═════ Trecho fornecido

As vozes são polissêmicas porque nelas cabe tudo. Não há tema ou problema que lhes passe despercebido. São assim porque os problemas sociais são enormes e porque o movimento que as embala não aceita hierarquias, comandos ou planejamento – não tem lideranças e nem dirigentes, ainda que esteja organizado e siga algum tipo de plano.
Nessa polissemia que se auto-organiza estão a beleza e a força dos protestos, aquilo que lhes dá impulso e oxigênio. É um avanço político extraordinário que as vozes das ruas estejam sendo ouvidas. Elas poderão ser a plataforma de lançamento de um novo ciclo democrático no país. O ruído, o atrito, o conflito, a contestação desempenham, assim, papel eminentemente de alerta, de advertência, que somente os pobres de espírito e inteligência poderão desprezar.

══════════

### Enunciado 1
Responda com base no trecho:
(a) O que o movimento que embala as vozes não aceita?
(b) Onde estão a beleza e a força dos protestos?
(c) As vozes das ruas poderão ser a plataforma de lançamento de quê?
O trecho e os registros provêm de fontes distintas.

═════ Material apresentado

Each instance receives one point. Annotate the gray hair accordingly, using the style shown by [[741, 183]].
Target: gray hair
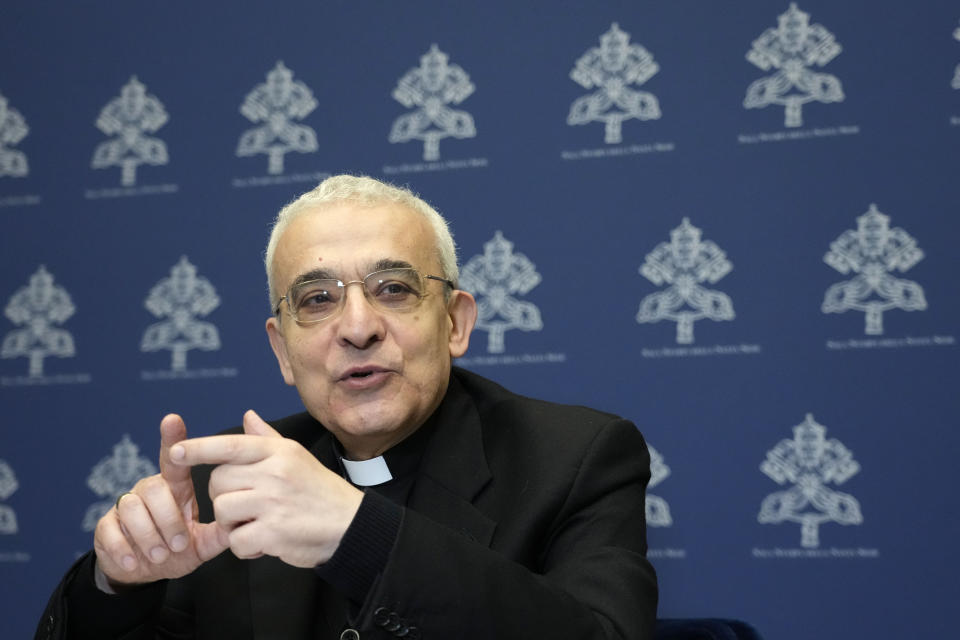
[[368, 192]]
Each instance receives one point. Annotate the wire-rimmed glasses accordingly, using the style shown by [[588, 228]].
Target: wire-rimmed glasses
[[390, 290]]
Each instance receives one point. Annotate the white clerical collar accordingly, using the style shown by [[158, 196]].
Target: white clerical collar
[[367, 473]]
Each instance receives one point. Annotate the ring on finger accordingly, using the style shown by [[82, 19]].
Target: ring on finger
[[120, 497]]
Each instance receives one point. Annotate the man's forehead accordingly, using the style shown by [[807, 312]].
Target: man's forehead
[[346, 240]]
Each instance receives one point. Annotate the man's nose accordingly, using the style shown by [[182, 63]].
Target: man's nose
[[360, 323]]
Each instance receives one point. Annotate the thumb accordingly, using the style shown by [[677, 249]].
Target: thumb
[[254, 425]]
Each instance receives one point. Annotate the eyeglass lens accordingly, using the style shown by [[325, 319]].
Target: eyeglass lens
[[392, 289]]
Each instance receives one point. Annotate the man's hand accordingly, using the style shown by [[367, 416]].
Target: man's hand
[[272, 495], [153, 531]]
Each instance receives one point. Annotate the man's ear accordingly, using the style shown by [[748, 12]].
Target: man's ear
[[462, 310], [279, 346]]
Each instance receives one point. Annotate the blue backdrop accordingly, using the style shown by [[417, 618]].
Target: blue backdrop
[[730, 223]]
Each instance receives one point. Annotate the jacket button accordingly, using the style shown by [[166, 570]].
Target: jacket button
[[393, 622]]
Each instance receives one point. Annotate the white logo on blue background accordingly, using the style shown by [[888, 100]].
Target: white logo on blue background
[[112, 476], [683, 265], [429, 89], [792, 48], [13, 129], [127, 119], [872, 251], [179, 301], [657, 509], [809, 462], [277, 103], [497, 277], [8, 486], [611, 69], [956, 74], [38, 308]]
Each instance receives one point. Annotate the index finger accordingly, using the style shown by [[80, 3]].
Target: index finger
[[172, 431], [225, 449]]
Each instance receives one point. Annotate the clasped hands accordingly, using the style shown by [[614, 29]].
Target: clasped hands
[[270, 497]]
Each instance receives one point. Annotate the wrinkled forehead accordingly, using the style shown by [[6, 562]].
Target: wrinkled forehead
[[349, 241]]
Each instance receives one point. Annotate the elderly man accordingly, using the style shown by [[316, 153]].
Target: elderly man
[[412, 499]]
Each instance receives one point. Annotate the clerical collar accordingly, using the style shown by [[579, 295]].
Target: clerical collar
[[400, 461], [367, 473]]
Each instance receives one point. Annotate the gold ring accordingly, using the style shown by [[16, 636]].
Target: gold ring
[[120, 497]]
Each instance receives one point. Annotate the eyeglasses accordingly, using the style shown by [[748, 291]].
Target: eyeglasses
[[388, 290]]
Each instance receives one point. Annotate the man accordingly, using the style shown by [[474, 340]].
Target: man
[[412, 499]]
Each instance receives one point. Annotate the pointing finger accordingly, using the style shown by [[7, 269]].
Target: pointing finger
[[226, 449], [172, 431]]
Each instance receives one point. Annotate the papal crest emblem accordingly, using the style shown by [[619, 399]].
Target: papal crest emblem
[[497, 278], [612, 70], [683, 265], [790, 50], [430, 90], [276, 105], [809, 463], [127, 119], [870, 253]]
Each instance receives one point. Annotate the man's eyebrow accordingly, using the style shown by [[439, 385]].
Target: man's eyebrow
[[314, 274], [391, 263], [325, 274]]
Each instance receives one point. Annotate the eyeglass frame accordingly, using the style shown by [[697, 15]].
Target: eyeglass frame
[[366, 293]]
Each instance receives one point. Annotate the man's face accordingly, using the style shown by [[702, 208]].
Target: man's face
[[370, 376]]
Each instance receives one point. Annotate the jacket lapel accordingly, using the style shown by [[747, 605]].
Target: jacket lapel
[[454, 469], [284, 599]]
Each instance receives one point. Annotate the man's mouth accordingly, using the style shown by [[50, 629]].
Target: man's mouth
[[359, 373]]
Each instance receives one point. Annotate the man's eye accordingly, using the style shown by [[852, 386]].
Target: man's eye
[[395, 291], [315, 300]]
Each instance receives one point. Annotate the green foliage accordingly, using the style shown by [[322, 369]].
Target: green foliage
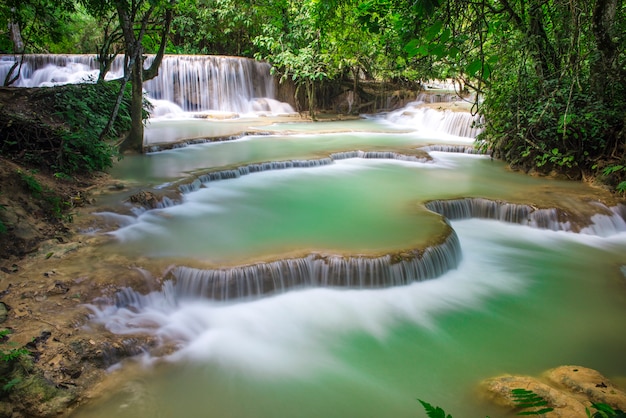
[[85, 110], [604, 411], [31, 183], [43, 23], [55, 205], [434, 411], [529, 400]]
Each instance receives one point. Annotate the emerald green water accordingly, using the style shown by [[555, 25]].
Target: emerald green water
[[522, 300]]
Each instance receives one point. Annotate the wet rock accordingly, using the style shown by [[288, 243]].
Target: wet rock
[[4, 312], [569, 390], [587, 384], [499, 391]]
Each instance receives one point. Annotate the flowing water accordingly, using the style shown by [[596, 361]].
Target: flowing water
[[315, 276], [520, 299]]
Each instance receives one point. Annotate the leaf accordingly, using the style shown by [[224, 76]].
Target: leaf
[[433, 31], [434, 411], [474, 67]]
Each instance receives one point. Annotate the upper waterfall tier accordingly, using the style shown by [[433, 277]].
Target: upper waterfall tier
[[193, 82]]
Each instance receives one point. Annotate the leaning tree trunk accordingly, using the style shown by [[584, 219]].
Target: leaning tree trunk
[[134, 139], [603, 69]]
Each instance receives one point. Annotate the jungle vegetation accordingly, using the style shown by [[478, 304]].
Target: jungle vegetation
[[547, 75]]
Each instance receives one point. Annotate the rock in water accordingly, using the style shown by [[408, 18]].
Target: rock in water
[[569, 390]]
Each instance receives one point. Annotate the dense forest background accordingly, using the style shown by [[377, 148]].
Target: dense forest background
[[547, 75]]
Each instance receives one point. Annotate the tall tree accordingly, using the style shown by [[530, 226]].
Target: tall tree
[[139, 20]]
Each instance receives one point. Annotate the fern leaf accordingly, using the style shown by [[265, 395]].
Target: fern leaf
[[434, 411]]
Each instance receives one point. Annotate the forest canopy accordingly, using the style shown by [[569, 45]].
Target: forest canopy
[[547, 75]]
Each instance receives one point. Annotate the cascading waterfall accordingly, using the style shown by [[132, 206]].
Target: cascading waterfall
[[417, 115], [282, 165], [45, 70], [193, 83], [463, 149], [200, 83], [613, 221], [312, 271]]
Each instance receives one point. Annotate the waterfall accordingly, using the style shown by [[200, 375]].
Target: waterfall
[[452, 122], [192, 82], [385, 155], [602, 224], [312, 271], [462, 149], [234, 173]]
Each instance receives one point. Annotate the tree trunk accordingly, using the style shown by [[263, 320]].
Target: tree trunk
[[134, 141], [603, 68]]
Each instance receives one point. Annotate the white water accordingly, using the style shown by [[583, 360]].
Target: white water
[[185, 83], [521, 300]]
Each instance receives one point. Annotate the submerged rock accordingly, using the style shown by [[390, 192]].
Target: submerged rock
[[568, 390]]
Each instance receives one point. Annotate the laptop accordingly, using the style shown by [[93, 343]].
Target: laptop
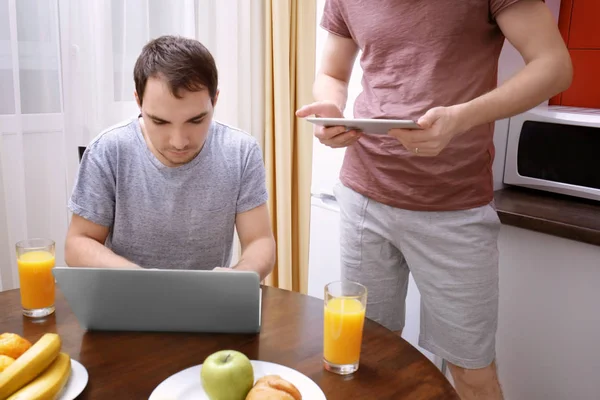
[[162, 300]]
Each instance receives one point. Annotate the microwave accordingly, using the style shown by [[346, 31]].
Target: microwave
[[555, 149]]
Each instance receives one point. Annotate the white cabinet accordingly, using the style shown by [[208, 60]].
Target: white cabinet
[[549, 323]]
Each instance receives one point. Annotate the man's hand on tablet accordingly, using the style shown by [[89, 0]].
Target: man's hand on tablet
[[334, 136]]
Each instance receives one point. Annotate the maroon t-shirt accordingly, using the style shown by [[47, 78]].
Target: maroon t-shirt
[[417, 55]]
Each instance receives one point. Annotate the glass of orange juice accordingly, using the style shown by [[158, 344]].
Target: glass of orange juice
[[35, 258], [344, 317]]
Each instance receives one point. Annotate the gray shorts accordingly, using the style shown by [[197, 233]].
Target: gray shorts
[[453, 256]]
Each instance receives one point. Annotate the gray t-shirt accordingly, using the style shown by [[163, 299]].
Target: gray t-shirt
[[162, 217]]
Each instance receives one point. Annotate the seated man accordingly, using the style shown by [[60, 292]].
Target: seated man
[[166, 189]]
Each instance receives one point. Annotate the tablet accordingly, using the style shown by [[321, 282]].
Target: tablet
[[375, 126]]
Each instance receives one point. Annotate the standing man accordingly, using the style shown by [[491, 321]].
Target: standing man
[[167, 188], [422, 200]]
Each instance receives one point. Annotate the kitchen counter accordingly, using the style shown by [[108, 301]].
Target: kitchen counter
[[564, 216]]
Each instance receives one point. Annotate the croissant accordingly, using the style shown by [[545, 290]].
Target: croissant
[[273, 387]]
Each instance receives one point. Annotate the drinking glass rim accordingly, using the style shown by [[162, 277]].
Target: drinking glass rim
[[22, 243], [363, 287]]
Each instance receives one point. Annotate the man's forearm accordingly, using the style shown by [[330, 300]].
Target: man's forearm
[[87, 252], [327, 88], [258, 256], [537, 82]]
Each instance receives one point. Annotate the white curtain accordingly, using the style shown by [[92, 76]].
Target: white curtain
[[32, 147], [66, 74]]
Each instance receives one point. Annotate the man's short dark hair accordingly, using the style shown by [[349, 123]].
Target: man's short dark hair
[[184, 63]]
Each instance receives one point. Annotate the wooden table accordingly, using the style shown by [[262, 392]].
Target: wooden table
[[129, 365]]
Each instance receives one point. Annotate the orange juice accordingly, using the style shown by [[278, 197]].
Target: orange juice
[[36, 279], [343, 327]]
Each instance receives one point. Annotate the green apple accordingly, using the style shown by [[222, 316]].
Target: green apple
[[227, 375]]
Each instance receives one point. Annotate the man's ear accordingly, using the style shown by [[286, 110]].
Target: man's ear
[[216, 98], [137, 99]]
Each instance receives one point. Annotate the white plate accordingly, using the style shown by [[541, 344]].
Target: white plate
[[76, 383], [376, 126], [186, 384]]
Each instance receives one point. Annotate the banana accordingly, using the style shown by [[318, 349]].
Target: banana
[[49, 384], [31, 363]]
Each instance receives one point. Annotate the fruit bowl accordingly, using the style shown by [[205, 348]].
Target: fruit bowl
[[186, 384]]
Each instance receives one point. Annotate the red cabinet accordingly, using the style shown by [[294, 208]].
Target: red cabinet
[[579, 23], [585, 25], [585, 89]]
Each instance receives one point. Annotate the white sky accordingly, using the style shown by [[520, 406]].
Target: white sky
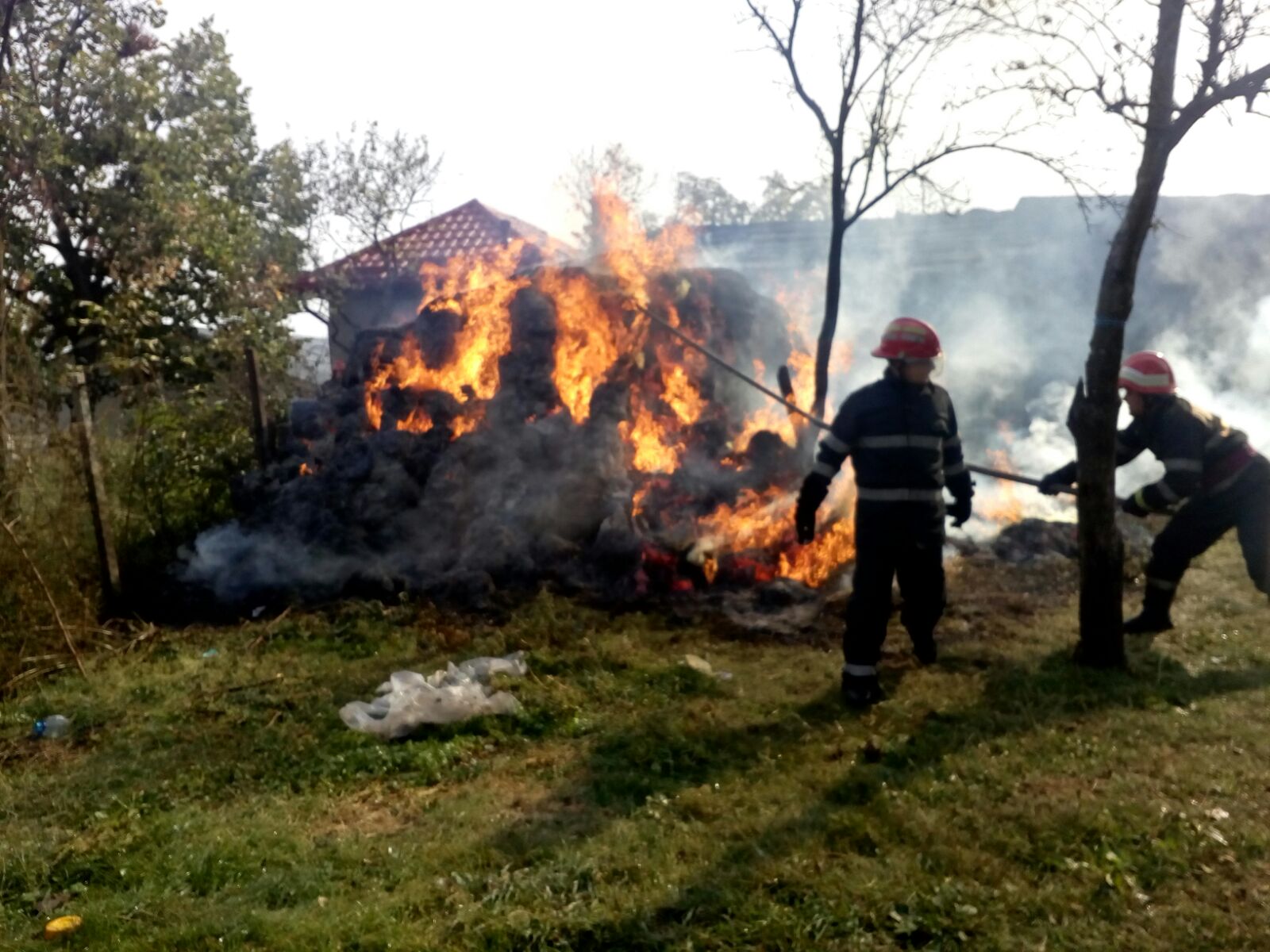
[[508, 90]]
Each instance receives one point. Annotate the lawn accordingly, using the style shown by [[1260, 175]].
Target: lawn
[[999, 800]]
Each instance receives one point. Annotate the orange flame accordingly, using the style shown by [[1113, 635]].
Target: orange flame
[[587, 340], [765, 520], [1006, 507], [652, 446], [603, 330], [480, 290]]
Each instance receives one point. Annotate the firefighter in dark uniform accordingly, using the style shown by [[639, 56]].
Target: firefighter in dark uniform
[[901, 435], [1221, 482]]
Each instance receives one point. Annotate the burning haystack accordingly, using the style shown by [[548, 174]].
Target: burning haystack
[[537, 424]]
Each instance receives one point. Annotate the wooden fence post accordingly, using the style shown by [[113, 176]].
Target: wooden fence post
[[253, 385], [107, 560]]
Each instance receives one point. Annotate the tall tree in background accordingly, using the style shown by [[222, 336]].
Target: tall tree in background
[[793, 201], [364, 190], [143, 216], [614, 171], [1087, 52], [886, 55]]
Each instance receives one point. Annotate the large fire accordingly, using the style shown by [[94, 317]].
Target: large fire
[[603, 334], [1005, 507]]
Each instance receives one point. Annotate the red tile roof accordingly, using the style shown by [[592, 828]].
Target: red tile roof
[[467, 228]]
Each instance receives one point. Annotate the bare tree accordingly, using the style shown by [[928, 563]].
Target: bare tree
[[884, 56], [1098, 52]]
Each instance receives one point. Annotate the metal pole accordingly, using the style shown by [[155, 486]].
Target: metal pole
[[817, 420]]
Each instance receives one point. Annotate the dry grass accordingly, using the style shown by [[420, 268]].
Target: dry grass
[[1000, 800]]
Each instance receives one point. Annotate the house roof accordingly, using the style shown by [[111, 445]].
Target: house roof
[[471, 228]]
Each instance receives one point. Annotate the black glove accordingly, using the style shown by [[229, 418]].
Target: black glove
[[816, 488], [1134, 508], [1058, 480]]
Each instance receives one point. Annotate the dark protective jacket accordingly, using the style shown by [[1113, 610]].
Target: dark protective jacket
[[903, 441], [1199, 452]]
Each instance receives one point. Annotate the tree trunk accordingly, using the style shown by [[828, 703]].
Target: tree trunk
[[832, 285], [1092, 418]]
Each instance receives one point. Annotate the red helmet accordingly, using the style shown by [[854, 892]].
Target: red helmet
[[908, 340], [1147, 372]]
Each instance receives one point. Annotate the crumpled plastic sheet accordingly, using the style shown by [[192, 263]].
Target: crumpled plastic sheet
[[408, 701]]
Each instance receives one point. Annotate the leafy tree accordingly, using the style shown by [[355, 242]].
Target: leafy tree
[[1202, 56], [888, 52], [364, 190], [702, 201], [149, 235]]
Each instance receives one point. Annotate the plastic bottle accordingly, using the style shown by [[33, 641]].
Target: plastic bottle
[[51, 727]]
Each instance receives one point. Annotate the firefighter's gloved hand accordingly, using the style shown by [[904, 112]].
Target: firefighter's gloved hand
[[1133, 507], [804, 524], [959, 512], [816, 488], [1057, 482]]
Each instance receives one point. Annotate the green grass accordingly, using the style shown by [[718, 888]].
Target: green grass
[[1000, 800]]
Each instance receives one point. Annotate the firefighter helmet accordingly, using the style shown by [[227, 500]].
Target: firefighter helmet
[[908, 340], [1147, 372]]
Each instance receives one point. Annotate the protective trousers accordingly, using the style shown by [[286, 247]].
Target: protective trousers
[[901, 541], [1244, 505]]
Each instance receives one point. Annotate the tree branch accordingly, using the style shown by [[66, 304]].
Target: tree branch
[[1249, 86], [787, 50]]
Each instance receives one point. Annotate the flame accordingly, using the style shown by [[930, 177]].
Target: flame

══════════

### Enunciado 2
Expresse como tabela Markdown, com as colunas "Nº" e "Linha", as linhas dos registros desde a que contém "Each instance receives one point. Annotate the submerged" até a que contém "[[167, 188], [422, 200]]", ambas incluídas. Omita as linhas em branco e deixe as imagens de fora.

### Resposta 1
(a) Hierarquias, comandos ou planejamento.
(b) Na polissemia que se auto-organiza.
(c) De um novo ciclo democrático no país.

### Resposta 2
| Nº | Linha |
|---|---|
| 1 | Each instance receives one point. Annotate the submerged rock accordingly, using the style shown by [[390, 192]]. |
| 2 | Target: submerged rock |
| 3 | [[568, 390]] |
| 4 | Each instance receives one point. Annotate the laptop accordingly, using the style shown by [[93, 343]]. |
| 5 | Target: laptop |
| 6 | [[162, 300]] |
| 7 | Each instance receives one point. Annotate the microwave accordingly, using the style shown by [[346, 31]]. |
| 8 | Target: microwave |
| 9 | [[555, 149]] |
| 10 | Each instance receives one point. Annotate the white cabinet accordingly, using the style shown by [[208, 60]]. |
| 11 | Target: white cabinet |
| 12 | [[549, 323]] |
| 13 | Each instance receives one point. Annotate the man's hand on tablet accordingly, using the style shown by [[89, 0]]. |
| 14 | Target: man's hand on tablet |
| 15 | [[334, 136]] |
| 16 | Each instance receives one point. Annotate the maroon t-shirt accordingly, using the style shown by [[47, 78]]. |
| 17 | Target: maroon t-shirt |
| 18 | [[417, 55]] |
| 19 | Each instance receives one point. Annotate the glass of orange juice accordingly, using the style shown by [[158, 344]]. |
| 20 | Target: glass of orange juice |
| 21 | [[35, 258], [344, 317]] |
| 22 | Each instance receives one point. Annotate the gray shorts accordingly, using the style shown by [[197, 233]]. |
| 23 | Target: gray shorts |
| 24 | [[453, 256]] |
| 25 | Each instance receives one point. Annotate the gray t-shirt accordingly, using the style shown by [[163, 299]]. |
| 26 | Target: gray t-shirt |
| 27 | [[162, 217]] |
| 28 | Each instance receives one point. Annotate the seated man accordingly, using the style shown by [[60, 292]]. |
| 29 | Target: seated man |
| 30 | [[166, 189]] |
| 31 | Each instance receives one point. Annotate the tablet accordingly, using the style shown by [[321, 282]]. |
| 32 | Target: tablet |
| 33 | [[375, 126]] |
| 34 | Each instance receives one point. Annotate the standing man accordingly, using the style shown by [[491, 321]]. |
| 35 | Target: standing man |
| 36 | [[167, 188], [422, 200]] |